Named region outline records:
------------------------
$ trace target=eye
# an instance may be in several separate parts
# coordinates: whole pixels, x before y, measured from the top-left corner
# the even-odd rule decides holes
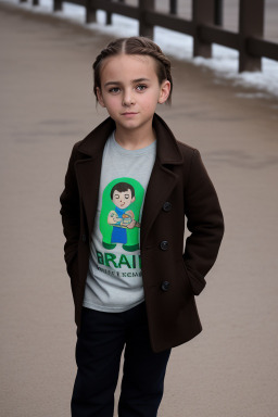
[[[112,94],[116,94],[118,91],[119,91],[118,87],[112,87],[109,89],[109,92],[111,92]]]
[[[143,90],[146,90],[148,87],[144,85],[144,84],[139,84],[138,86],[136,86],[136,89],[138,90],[138,91],[143,91]]]

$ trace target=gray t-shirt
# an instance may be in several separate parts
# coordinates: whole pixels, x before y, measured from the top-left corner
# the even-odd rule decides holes
[[[84,306],[125,312],[144,300],[140,222],[156,142],[129,151],[114,134],[102,157]]]

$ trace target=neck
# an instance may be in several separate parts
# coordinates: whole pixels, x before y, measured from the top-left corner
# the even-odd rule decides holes
[[[116,127],[115,140],[124,149],[134,151],[142,149],[155,141],[155,132],[153,128],[140,129],[132,131]]]

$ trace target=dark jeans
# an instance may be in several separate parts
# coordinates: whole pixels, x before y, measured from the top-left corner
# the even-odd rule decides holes
[[[144,303],[124,313],[83,308],[76,344],[73,417],[113,417],[125,346],[119,417],[155,417],[170,351],[153,353]]]

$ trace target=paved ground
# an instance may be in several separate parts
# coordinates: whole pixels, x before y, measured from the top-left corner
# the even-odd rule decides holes
[[[104,117],[91,63],[106,41],[0,4],[4,417],[70,416],[75,327],[59,195],[72,144]],[[197,299],[204,331],[173,351],[160,416],[276,417],[278,100],[173,65],[173,106],[159,113],[201,151],[226,236]]]

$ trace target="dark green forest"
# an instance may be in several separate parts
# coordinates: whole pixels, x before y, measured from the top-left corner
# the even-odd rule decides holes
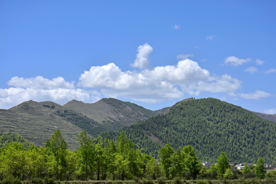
------------------------
## Exercise goal
Pull out each line of the records that contains the string "trace", and copy those lines in their original order.

## Reply
$ trace target=eye
$ trace target=gray t-shirt
$ trace target=neck
$ trace target=dark jeans
$ trace target=paved ground
$ trace target="dark green forest"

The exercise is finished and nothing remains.